======== Excerpted records

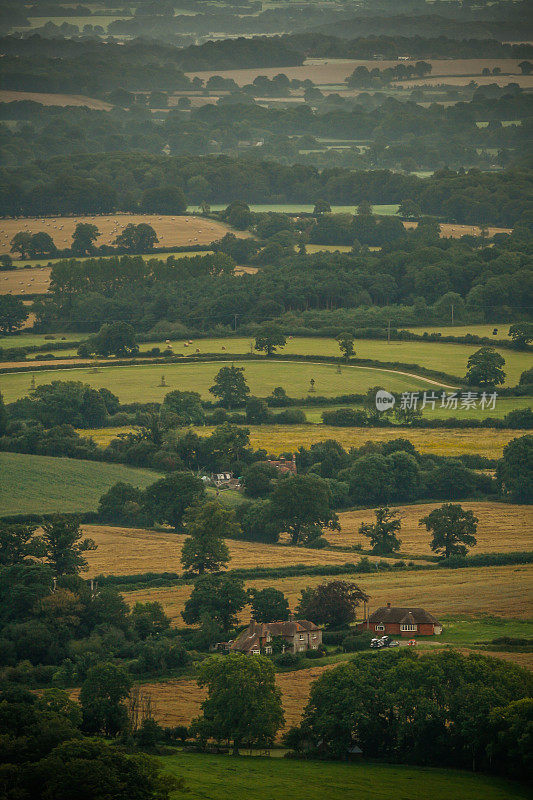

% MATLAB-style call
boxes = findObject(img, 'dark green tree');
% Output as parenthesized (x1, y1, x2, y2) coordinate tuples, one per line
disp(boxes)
(0, 522, 45, 566)
(254, 324, 286, 355)
(0, 295, 28, 334)
(144, 471, 205, 531)
(163, 389, 205, 425)
(297, 580, 368, 628)
(466, 346, 506, 387)
(79, 662, 132, 736)
(209, 365, 250, 409)
(336, 331, 355, 361)
(250, 587, 290, 622)
(358, 507, 402, 554)
(496, 434, 533, 502)
(242, 461, 278, 498)
(270, 474, 339, 545)
(419, 503, 478, 559)
(87, 321, 138, 357)
(182, 573, 248, 630)
(41, 516, 97, 575)
(71, 223, 100, 255)
(180, 501, 236, 575)
(508, 322, 533, 349)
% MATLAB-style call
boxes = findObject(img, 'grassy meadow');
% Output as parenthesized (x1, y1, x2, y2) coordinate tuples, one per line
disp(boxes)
(158, 752, 531, 800)
(0, 359, 455, 405)
(0, 452, 161, 515)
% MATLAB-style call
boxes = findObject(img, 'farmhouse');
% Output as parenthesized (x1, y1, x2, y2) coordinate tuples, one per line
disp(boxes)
(230, 616, 322, 655)
(357, 603, 442, 637)
(267, 454, 297, 475)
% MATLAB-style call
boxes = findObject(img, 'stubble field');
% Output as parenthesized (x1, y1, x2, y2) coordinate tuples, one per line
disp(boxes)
(335, 502, 533, 554)
(0, 214, 247, 257)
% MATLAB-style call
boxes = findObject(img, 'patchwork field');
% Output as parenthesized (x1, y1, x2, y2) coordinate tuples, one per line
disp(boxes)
(0, 452, 160, 516)
(335, 502, 533, 554)
(125, 563, 533, 624)
(83, 424, 524, 459)
(187, 58, 526, 87)
(404, 221, 512, 238)
(158, 752, 531, 800)
(0, 214, 247, 257)
(82, 524, 384, 579)
(0, 90, 113, 110)
(0, 360, 457, 405)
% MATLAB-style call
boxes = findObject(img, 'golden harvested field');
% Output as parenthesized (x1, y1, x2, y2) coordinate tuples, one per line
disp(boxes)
(0, 266, 51, 297)
(0, 90, 113, 110)
(335, 502, 533, 554)
(82, 424, 524, 458)
(187, 58, 525, 87)
(124, 563, 533, 624)
(401, 74, 533, 88)
(0, 214, 247, 257)
(404, 221, 511, 238)
(82, 524, 386, 578)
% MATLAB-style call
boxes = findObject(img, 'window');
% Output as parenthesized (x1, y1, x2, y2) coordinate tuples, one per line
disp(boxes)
(299, 634, 304, 640)
(400, 624, 417, 632)
(312, 634, 317, 639)
(375, 624, 385, 631)
(299, 646, 306, 652)
(266, 633, 271, 642)
(265, 646, 272, 654)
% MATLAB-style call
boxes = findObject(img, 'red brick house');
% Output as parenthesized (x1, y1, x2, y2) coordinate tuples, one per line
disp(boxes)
(357, 603, 442, 637)
(230, 618, 322, 655)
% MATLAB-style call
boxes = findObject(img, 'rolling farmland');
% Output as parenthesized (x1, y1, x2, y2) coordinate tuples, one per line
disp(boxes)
(0, 452, 160, 515)
(335, 502, 533, 554)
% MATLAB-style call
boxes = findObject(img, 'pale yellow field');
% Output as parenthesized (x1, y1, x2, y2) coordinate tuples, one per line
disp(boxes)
(124, 563, 533, 624)
(335, 502, 533, 554)
(0, 214, 247, 257)
(83, 425, 524, 458)
(187, 58, 525, 87)
(404, 221, 511, 238)
(0, 90, 112, 110)
(83, 524, 387, 578)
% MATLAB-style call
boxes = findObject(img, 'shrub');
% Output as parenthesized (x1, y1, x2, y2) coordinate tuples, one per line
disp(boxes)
(342, 632, 373, 652)
(275, 652, 301, 667)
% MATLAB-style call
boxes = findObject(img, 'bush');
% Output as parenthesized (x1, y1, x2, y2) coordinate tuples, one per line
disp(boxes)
(273, 408, 307, 424)
(305, 536, 329, 549)
(275, 651, 301, 667)
(322, 408, 368, 426)
(322, 630, 350, 646)
(342, 632, 373, 652)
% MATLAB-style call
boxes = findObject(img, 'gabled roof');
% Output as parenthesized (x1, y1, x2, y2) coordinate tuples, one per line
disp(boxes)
(230, 618, 320, 652)
(367, 606, 440, 625)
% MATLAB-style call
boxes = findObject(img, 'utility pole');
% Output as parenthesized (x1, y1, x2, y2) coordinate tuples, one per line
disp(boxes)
(387, 319, 391, 344)
(451, 304, 454, 325)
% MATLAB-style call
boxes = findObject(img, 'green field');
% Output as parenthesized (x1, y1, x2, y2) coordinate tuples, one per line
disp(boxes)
(436, 616, 533, 647)
(159, 752, 530, 800)
(0, 452, 160, 515)
(296, 396, 532, 422)
(0, 360, 457, 405)
(407, 324, 513, 338)
(0, 332, 80, 348)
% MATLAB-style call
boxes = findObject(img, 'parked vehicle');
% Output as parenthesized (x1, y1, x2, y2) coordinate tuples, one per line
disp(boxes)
(370, 636, 400, 649)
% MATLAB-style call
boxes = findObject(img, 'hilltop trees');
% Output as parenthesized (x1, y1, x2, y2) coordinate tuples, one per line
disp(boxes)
(359, 507, 402, 554)
(419, 503, 478, 559)
(466, 347, 506, 387)
(497, 434, 533, 502)
(193, 653, 284, 754)
(79, 662, 132, 736)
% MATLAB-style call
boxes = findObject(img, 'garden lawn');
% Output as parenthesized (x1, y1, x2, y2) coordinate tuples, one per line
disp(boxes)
(158, 752, 530, 800)
(0, 452, 160, 515)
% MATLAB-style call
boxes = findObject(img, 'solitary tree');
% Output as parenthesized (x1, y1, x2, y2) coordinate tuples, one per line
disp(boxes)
(193, 653, 284, 754)
(254, 324, 286, 355)
(313, 199, 331, 215)
(359, 507, 402, 554)
(114, 223, 158, 252)
(87, 321, 138, 357)
(210, 365, 250, 409)
(419, 503, 478, 559)
(72, 223, 100, 255)
(144, 472, 205, 531)
(80, 662, 132, 736)
(180, 501, 236, 575)
(466, 346, 506, 387)
(496, 434, 533, 502)
(250, 587, 290, 622)
(41, 516, 97, 575)
(10, 232, 33, 259)
(336, 331, 355, 361)
(297, 580, 369, 627)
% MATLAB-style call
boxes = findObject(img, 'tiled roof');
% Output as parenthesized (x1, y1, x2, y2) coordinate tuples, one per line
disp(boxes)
(230, 618, 320, 652)
(367, 606, 440, 625)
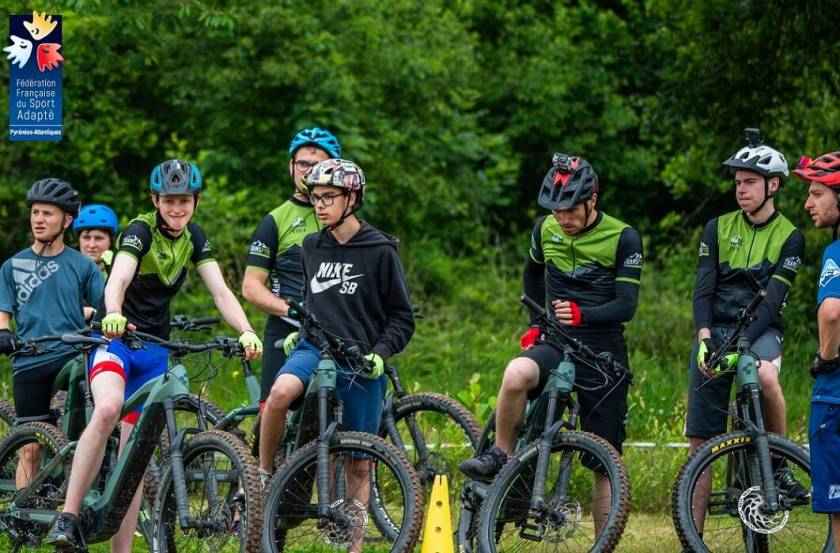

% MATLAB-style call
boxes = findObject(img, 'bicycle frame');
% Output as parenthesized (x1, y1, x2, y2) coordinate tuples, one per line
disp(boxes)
(7, 361, 205, 543)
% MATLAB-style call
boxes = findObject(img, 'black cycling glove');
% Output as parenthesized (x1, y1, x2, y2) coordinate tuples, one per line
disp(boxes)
(0, 329, 18, 355)
(810, 353, 840, 379)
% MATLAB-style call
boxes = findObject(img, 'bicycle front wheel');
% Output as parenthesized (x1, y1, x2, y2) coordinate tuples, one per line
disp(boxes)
(477, 430, 630, 552)
(154, 429, 263, 553)
(672, 430, 832, 553)
(263, 431, 423, 552)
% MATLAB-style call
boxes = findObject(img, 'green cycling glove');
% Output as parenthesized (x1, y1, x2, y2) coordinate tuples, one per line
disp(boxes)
(239, 330, 263, 354)
(363, 353, 385, 379)
(283, 332, 299, 356)
(102, 312, 127, 335)
(696, 338, 711, 368)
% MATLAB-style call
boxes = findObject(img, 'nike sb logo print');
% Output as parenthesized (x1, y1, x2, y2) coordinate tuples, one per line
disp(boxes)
(310, 262, 364, 295)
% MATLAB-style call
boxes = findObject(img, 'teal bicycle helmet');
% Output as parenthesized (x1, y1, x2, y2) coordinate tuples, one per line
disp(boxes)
(289, 128, 341, 159)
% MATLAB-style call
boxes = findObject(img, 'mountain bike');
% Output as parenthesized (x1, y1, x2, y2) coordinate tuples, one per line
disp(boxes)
(261, 298, 424, 552)
(0, 330, 263, 552)
(671, 290, 832, 552)
(459, 295, 631, 553)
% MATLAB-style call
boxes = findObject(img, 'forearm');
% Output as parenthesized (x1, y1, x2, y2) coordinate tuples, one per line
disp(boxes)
(212, 288, 254, 334)
(242, 277, 290, 318)
(0, 311, 10, 330)
(579, 285, 639, 324)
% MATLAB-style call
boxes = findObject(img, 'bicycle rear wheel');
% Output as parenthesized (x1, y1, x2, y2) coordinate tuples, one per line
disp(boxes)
(672, 430, 832, 553)
(477, 430, 630, 552)
(0, 400, 15, 441)
(263, 431, 423, 552)
(154, 429, 263, 553)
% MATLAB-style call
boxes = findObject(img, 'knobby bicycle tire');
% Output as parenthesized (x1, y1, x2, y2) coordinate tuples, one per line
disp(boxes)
(0, 400, 15, 438)
(154, 429, 263, 553)
(477, 430, 630, 553)
(0, 422, 68, 549)
(672, 430, 832, 553)
(263, 431, 424, 553)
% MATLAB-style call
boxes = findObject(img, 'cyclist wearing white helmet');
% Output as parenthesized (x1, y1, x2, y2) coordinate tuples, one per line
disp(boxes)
(685, 129, 808, 537)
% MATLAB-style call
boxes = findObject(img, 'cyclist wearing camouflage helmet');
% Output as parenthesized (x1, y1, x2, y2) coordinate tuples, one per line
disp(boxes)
(258, 159, 415, 526)
(0, 179, 103, 493)
(685, 129, 808, 534)
(242, 127, 340, 411)
(48, 159, 262, 551)
(460, 153, 643, 531)
(73, 204, 119, 278)
(796, 150, 840, 544)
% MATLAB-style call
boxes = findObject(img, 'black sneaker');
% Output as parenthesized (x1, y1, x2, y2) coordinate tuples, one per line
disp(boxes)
(45, 512, 81, 550)
(458, 445, 509, 481)
(776, 467, 810, 505)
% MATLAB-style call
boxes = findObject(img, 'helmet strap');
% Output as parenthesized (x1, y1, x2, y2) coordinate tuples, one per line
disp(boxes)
(747, 176, 773, 217)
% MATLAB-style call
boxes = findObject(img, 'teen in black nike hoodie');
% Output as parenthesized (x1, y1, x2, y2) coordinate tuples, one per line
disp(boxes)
(259, 160, 415, 504)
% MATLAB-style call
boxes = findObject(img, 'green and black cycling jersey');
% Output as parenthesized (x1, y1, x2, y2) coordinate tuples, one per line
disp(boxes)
(693, 209, 805, 343)
(108, 211, 215, 339)
(525, 212, 643, 337)
(246, 197, 321, 329)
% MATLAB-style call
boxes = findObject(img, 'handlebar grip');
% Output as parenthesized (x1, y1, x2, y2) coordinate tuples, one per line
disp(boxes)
(190, 317, 220, 326)
(520, 295, 546, 317)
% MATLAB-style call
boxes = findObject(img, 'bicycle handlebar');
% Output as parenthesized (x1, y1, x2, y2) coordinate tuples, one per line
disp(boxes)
(123, 329, 244, 360)
(706, 289, 767, 372)
(520, 295, 603, 362)
(285, 297, 374, 375)
(11, 328, 107, 357)
(170, 315, 221, 331)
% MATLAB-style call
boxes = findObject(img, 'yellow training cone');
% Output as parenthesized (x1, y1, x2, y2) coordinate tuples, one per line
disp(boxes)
(421, 474, 455, 553)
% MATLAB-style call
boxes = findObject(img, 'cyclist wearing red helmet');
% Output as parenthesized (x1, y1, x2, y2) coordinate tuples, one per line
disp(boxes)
(460, 153, 643, 533)
(797, 150, 840, 544)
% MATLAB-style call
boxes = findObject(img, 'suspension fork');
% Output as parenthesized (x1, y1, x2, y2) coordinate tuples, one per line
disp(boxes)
(315, 355, 339, 520)
(530, 388, 563, 511)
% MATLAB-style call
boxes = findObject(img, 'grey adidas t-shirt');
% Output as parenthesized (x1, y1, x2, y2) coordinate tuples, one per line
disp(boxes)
(0, 246, 104, 373)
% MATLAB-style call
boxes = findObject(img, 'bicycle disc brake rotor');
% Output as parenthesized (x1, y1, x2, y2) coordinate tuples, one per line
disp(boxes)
(538, 496, 582, 543)
(738, 486, 788, 534)
(323, 498, 368, 547)
(197, 499, 233, 545)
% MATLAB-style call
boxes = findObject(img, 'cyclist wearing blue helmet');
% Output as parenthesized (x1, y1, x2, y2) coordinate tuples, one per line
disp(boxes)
(73, 204, 119, 278)
(242, 127, 342, 415)
(49, 159, 263, 551)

================

◆ **What this task involves**
Gather each line from the entries above that includes the word "roof".

◆ **Solution**
boxes = findObject(img, 'gabled roof');
boxes = findObject(img, 'tiled roof');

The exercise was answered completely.